* INSTRUCTION: Turn the lines below into a JSON list of strings, one string per line and no blank lines, using only the lines from the one containing "target: grass tuft" through the one containing "111 107 L 111", inclusive.

--- start STORED DATA ---

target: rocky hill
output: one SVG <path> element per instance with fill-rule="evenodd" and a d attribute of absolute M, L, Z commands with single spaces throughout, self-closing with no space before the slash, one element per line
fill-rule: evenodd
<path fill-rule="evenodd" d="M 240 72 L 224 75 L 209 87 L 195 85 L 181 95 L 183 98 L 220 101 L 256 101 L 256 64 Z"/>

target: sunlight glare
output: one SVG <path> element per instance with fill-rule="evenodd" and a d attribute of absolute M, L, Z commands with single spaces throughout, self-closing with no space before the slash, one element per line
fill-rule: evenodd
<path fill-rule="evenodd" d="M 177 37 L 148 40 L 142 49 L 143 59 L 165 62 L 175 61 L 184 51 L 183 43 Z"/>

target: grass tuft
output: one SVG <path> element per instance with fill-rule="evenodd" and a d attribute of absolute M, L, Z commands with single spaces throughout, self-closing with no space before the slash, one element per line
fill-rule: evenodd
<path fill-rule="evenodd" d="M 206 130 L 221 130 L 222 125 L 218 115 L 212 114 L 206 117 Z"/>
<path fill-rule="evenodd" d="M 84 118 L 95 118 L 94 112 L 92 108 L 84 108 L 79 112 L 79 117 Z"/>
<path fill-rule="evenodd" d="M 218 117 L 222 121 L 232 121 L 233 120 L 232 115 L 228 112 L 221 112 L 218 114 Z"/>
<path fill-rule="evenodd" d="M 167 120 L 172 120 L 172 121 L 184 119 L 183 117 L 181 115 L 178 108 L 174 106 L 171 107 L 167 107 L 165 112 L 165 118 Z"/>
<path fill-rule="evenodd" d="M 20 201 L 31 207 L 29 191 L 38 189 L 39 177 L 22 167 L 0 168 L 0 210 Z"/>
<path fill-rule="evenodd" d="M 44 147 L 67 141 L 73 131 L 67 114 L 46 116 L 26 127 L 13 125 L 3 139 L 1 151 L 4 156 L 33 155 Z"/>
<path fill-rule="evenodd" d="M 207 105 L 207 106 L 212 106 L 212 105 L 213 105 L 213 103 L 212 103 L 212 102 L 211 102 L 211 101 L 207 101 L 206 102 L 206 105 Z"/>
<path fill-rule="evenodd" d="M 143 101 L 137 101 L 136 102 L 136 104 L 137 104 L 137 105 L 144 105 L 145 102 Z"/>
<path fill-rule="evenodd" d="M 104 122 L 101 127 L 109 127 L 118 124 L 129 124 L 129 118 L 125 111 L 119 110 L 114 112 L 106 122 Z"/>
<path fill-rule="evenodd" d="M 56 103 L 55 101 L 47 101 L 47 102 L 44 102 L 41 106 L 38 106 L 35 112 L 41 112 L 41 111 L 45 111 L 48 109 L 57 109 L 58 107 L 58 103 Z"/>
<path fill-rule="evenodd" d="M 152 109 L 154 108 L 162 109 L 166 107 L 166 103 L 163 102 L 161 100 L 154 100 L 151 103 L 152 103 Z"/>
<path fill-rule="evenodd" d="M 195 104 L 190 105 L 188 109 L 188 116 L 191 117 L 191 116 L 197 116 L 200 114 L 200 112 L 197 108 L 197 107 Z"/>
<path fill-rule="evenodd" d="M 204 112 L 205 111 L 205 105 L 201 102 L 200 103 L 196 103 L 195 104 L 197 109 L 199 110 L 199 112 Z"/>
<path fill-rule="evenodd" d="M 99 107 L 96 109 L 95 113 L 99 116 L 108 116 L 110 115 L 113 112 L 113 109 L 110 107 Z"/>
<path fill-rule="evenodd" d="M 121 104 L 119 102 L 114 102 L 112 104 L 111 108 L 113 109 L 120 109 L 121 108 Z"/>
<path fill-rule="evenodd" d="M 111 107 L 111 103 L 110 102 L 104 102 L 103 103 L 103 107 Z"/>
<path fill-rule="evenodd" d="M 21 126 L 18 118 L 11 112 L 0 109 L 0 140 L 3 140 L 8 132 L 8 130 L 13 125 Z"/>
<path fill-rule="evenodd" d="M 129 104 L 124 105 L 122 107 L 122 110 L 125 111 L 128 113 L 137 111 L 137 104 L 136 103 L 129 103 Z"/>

--- end STORED DATA ---

* EXERCISE ANSWER:
[
  "target: grass tuft",
  "output: one SVG <path> element per instance with fill-rule=\"evenodd\" and a d attribute of absolute M, L, Z commands with single spaces throughout, self-closing with no space before the slash, one element per line",
  "fill-rule: evenodd",
  "<path fill-rule=\"evenodd\" d=\"M 206 130 L 221 130 L 222 125 L 218 115 L 212 114 L 206 117 Z\"/>",
  "<path fill-rule=\"evenodd\" d=\"M 84 118 L 95 118 L 94 112 L 92 108 L 84 108 L 79 112 L 79 117 Z\"/>",
  "<path fill-rule=\"evenodd\" d=\"M 218 117 L 222 121 L 232 121 L 233 120 L 232 115 L 228 112 L 221 112 L 218 114 Z\"/>",
  "<path fill-rule=\"evenodd\" d=\"M 167 120 L 172 120 L 172 121 L 184 119 L 183 117 L 181 115 L 178 108 L 174 106 L 171 107 L 167 107 L 165 112 L 165 118 Z\"/>",
  "<path fill-rule=\"evenodd\" d=\"M 20 201 L 31 207 L 29 191 L 38 189 L 39 177 L 22 167 L 0 168 L 0 210 Z\"/>",
  "<path fill-rule=\"evenodd\" d=\"M 44 147 L 67 141 L 73 131 L 67 114 L 46 116 L 26 127 L 13 125 L 3 139 L 1 151 L 4 156 L 33 155 Z\"/>",
  "<path fill-rule=\"evenodd\" d=\"M 207 105 L 207 106 L 212 106 L 212 105 L 213 105 L 213 103 L 212 103 L 212 102 L 211 102 L 211 101 L 207 101 L 206 102 L 206 105 Z\"/>",
  "<path fill-rule=\"evenodd\" d=\"M 143 101 L 137 101 L 136 102 L 136 104 L 137 104 L 137 105 L 144 105 L 145 102 Z\"/>",
  "<path fill-rule=\"evenodd\" d=\"M 104 122 L 101 127 L 109 127 L 118 124 L 129 124 L 129 118 L 125 111 L 119 110 L 114 112 L 106 122 Z\"/>",
  "<path fill-rule=\"evenodd\" d=\"M 56 103 L 55 101 L 47 101 L 47 102 L 44 102 L 41 106 L 38 106 L 35 112 L 41 112 L 41 111 L 45 111 L 48 109 L 57 109 L 58 107 L 58 103 Z\"/>",
  "<path fill-rule=\"evenodd\" d=\"M 152 109 L 154 108 L 162 109 L 166 107 L 166 103 L 163 102 L 161 100 L 154 100 L 151 103 L 152 103 Z\"/>",
  "<path fill-rule=\"evenodd\" d=\"M 195 104 L 190 105 L 188 109 L 188 116 L 191 117 L 191 116 L 197 116 L 200 114 L 200 112 L 197 108 L 197 107 Z\"/>",
  "<path fill-rule=\"evenodd\" d=\"M 204 112 L 205 111 L 205 105 L 201 102 L 200 103 L 196 103 L 195 104 L 197 109 L 199 110 L 199 112 Z\"/>",
  "<path fill-rule=\"evenodd\" d=\"M 99 107 L 96 109 L 95 113 L 99 116 L 108 116 L 110 115 L 113 112 L 113 109 L 110 107 Z\"/>",
  "<path fill-rule=\"evenodd\" d=\"M 121 104 L 119 102 L 114 102 L 112 104 L 111 108 L 113 109 L 120 109 L 121 108 Z\"/>",
  "<path fill-rule=\"evenodd\" d=\"M 111 107 L 111 103 L 110 102 L 104 102 L 103 103 L 103 107 Z\"/>"
]